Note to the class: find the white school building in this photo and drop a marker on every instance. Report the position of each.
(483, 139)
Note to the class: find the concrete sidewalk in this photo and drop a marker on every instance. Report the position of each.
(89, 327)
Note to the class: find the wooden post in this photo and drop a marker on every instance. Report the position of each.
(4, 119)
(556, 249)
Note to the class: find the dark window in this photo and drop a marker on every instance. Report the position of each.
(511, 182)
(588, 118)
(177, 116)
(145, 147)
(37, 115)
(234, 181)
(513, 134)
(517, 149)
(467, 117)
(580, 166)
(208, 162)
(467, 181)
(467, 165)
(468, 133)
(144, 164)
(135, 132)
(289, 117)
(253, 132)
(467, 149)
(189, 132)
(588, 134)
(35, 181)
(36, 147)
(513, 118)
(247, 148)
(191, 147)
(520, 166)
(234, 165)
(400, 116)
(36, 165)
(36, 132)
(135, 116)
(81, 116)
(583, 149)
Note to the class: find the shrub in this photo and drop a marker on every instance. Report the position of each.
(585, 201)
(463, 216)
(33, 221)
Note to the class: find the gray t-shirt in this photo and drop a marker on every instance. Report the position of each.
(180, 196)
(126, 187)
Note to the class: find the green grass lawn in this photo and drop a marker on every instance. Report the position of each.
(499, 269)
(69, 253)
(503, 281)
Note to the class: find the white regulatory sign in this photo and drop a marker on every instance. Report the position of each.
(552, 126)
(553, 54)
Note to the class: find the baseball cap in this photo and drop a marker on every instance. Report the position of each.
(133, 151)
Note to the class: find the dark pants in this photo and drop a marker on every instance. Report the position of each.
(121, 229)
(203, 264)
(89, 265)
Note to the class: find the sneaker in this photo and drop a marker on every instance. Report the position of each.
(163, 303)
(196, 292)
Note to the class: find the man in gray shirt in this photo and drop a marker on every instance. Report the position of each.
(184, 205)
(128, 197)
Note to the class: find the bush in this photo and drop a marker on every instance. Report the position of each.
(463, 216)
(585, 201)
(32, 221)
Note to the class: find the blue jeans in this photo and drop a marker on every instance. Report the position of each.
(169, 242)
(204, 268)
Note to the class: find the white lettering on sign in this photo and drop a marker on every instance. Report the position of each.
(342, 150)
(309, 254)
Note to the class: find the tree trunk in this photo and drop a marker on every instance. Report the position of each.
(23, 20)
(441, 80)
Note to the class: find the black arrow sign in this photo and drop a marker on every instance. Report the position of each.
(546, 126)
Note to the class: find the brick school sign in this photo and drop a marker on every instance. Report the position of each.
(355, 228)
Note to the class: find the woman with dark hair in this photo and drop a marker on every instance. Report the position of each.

= = = = =

=== TASK BRIEF ===
Quote the entire listing above verbatim, from its first line through its last.

=== SOLUTION TO THIS TASK ===
Note to the class: find the white school building in this photo and drop a marker on every instance. Report the position of each.
(483, 139)
Note to the class: find the concrete sidewalk in this photo and drop a marker on every instance. Report the position of each.
(89, 327)
Note to the class: find the wooden post in this photo and drop a marker on every instance. Report the position of each.
(4, 119)
(556, 249)
Note to the class: find the dark window in this photo and drop a marker on every instance. Report the position of each.
(511, 182)
(588, 118)
(177, 116)
(145, 147)
(37, 115)
(234, 181)
(513, 134)
(517, 149)
(467, 117)
(580, 166)
(208, 162)
(467, 181)
(467, 165)
(468, 133)
(144, 164)
(135, 132)
(289, 117)
(253, 132)
(467, 149)
(189, 132)
(588, 134)
(35, 181)
(36, 147)
(513, 118)
(247, 148)
(191, 147)
(520, 166)
(234, 165)
(400, 116)
(36, 165)
(36, 132)
(135, 116)
(81, 116)
(583, 149)
Note to the class: find the shrub in this photo and drop a marker on every instance. Report the position of each.
(585, 201)
(463, 216)
(33, 221)
Note to the class: find the gray t-shirt in this photo and drop a marker on every instance. Report the position of each.
(180, 196)
(126, 187)
Note to the class: find the green grass lawn in this photo and drop a marker on every instance. Report the position of each.
(499, 269)
(69, 253)
(503, 281)
Note to the class: find the white regulatory sign in this photo and drop a marker on every instance. Report the position of each.
(552, 126)
(553, 54)
Note to the class: find the baseball cap in this photo and drop a marker on every instance. Report the position of each.
(133, 151)
Note to the class: find the dark pants in this photo and drop a marker on every instance. Report the position of each.
(121, 229)
(203, 264)
(89, 265)
Note to the class: find the sneaker in this photo and drop a marker on every instance. Report the position of each.
(163, 303)
(196, 292)
Note to the class: find the man in gray shirt in this photo and drop a marker on every instance. Report the position of each.
(184, 205)
(128, 197)
Note to the class: find the bush in this photo and drop a marker on every instance. Report the position of each.
(463, 216)
(585, 201)
(32, 221)
Note to the class: find the blue jeans in this photo and drop a marker on every instance. Report the position of each.
(169, 242)
(204, 268)
Note to the class: find the white lettering on sign in this photo and drop a marker on every instance. Report the position of each.
(342, 150)
(309, 254)
Note to the class: find the tree trunk in this photo and drop a marker on every instance. Report the position of each.
(23, 20)
(441, 80)
Note to the class: find the black arrow sign in this photo and drop a marker on every instance. Report the position of each.
(546, 126)
Note to the class: find the brick school sign in this photo and drop a marker on every instance. Report the position of each.
(355, 228)
Note to the class: find the woman with dark hair in this photo and drop a marker on every instance. Report the position of each.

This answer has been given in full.